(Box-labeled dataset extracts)
=-=-=

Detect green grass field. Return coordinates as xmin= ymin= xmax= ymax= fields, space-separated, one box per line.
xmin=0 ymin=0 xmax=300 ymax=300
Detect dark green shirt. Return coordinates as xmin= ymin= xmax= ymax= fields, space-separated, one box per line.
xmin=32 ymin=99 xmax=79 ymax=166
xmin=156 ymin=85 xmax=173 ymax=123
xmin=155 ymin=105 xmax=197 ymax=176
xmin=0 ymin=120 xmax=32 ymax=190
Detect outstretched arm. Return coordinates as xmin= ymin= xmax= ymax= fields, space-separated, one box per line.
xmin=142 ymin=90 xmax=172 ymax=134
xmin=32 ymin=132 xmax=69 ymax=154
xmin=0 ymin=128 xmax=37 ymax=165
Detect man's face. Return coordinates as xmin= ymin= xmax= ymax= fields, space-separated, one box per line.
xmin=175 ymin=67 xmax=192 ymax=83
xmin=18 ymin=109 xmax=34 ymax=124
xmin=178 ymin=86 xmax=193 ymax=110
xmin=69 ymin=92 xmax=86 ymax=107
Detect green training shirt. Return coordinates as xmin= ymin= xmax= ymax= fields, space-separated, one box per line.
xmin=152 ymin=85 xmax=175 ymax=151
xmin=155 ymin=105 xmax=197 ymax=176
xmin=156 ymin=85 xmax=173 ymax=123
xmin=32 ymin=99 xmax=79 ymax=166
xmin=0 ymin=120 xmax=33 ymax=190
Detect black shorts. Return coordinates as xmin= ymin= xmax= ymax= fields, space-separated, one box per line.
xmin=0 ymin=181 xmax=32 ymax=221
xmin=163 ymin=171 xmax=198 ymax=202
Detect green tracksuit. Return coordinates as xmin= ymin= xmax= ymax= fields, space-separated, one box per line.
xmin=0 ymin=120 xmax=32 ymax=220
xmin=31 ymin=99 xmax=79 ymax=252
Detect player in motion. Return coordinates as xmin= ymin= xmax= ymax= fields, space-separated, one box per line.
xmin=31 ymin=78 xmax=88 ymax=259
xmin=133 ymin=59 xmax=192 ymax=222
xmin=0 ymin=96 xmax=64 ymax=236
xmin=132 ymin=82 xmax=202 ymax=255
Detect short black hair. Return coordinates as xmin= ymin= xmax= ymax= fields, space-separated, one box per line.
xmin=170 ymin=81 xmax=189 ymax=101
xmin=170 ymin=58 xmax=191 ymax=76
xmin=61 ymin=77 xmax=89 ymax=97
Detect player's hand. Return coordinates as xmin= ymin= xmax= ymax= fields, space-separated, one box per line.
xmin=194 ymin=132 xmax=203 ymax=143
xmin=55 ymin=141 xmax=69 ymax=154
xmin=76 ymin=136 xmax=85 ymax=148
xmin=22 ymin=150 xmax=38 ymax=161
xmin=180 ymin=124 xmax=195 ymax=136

=-=-=

- [REQUEST] Reproduce all of the rows above verbatim, without altering any character.

- [EXERCISE OUTPUT]
Detect green grass field. Return coordinates as xmin= ymin= xmax= ymax= fields, space-separated, one box per line.
xmin=0 ymin=0 xmax=300 ymax=300
Detect dark green shirt. Return coordinates as xmin= ymin= xmax= ymax= fields, space-separated, one box per line.
xmin=32 ymin=99 xmax=79 ymax=166
xmin=156 ymin=85 xmax=173 ymax=123
xmin=155 ymin=105 xmax=197 ymax=176
xmin=0 ymin=120 xmax=32 ymax=190
Detect outstretched arm. Return coordinates as xmin= ymin= xmax= ymax= fields, space-separated, one box per line.
xmin=142 ymin=90 xmax=172 ymax=134
xmin=32 ymin=132 xmax=69 ymax=154
xmin=0 ymin=128 xmax=37 ymax=165
Detect man's face. Return coordinates as xmin= ymin= xmax= ymax= fields, space-separated, one box per line.
xmin=175 ymin=67 xmax=192 ymax=83
xmin=18 ymin=109 xmax=34 ymax=124
xmin=178 ymin=86 xmax=193 ymax=110
xmin=69 ymin=92 xmax=86 ymax=107
Detect green training shirt. Return coordinates as xmin= ymin= xmax= ymax= fields, space-separated, one box per line.
xmin=152 ymin=85 xmax=175 ymax=151
xmin=155 ymin=105 xmax=197 ymax=176
xmin=156 ymin=85 xmax=173 ymax=123
xmin=32 ymin=99 xmax=79 ymax=166
xmin=0 ymin=120 xmax=33 ymax=190
Detect black shorts. Return coordinates as xmin= ymin= xmax= ymax= fields, space-separated, one box per line.
xmin=0 ymin=181 xmax=32 ymax=221
xmin=163 ymin=171 xmax=198 ymax=202
Detect green tracksuit. Return coordinates as xmin= ymin= xmax= ymax= fields, space-separated, one box per line.
xmin=0 ymin=120 xmax=32 ymax=220
xmin=31 ymin=99 xmax=79 ymax=252
Detect player in motion. Return coordinates as xmin= ymin= xmax= ymax= fields, space-separated, one box per line.
xmin=31 ymin=78 xmax=88 ymax=259
xmin=133 ymin=59 xmax=192 ymax=222
xmin=0 ymin=96 xmax=64 ymax=236
xmin=132 ymin=82 xmax=202 ymax=255
Detect short black hair. Return coordinates as xmin= ymin= xmax= ymax= fields, space-separated, one box per line.
xmin=170 ymin=81 xmax=189 ymax=101
xmin=170 ymin=58 xmax=191 ymax=76
xmin=61 ymin=77 xmax=89 ymax=97
Detect player's hand. Return coordinates as xmin= ymin= xmax= ymax= fields, space-separated, one box per line.
xmin=194 ymin=132 xmax=203 ymax=143
xmin=55 ymin=141 xmax=69 ymax=154
xmin=76 ymin=136 xmax=85 ymax=148
xmin=22 ymin=150 xmax=38 ymax=161
xmin=180 ymin=124 xmax=195 ymax=136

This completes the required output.